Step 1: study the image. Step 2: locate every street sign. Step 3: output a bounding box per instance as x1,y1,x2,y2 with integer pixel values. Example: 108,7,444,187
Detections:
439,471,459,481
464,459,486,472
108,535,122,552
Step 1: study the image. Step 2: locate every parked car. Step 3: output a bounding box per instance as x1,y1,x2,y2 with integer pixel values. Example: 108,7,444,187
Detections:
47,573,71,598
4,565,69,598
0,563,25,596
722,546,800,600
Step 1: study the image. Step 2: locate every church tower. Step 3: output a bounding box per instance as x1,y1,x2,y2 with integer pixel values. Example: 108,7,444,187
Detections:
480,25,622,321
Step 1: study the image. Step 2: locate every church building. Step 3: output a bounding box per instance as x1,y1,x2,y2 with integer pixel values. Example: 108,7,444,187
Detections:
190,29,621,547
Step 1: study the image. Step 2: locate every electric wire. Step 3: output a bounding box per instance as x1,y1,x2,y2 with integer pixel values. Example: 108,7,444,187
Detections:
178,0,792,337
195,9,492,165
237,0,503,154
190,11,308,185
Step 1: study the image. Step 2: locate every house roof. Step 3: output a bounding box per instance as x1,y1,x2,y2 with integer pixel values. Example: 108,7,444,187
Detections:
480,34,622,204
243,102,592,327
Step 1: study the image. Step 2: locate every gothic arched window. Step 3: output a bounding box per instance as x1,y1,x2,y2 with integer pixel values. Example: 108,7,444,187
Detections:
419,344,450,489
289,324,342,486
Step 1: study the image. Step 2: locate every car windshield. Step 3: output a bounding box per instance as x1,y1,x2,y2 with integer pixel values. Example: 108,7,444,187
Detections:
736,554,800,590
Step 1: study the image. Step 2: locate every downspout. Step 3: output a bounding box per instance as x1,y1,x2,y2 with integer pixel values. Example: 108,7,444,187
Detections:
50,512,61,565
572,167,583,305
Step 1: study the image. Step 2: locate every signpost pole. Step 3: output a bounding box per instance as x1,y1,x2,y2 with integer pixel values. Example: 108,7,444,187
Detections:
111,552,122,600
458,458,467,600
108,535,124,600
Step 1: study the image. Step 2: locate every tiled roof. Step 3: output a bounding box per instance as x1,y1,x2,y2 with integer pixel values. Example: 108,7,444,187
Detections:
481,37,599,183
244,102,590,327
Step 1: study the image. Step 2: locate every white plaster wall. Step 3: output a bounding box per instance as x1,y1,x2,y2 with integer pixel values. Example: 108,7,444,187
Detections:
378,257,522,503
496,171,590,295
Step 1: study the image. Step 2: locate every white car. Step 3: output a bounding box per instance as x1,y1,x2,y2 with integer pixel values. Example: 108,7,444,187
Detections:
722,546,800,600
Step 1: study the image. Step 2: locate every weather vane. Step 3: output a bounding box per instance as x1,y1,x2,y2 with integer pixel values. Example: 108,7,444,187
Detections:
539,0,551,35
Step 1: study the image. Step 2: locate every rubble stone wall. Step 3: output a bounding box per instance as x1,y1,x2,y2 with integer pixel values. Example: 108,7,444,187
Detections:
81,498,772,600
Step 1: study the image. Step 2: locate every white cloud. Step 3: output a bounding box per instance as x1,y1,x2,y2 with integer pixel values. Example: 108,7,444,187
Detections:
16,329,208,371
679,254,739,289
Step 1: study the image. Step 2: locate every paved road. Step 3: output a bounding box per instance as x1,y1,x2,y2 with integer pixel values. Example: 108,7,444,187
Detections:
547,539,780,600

**Set exercise:** Convert only the rows above from the line containing "Step 1: study the image. Step 2: locate every signpost" down to the line containing "244,102,590,327", both ends included, into a Markdown table. Use the columns Index and Text, numbering each line and leaving out blank lines.

**Solution:**
| Index | Text |
|---|---|
| 1 | Step 1: study the image. Step 2: locate every signpost pole. Step 3: output a bounding box per instance as x1,y1,x2,y2 with integer pixel values. Example: 108,7,444,187 |
| 2 | Detections: |
| 3 | 111,552,122,600 |
| 4 | 458,458,467,600 |
| 5 | 108,535,124,600 |
| 6 | Step 1: study the image. Step 2: locate every tiled roof. Step 3: output a bounding box per instance as x1,y1,x2,y2 with integer pixel values. Example: 108,7,444,187 |
| 7 | Detections: |
| 8 | 481,37,599,183 |
| 9 | 244,102,590,327 |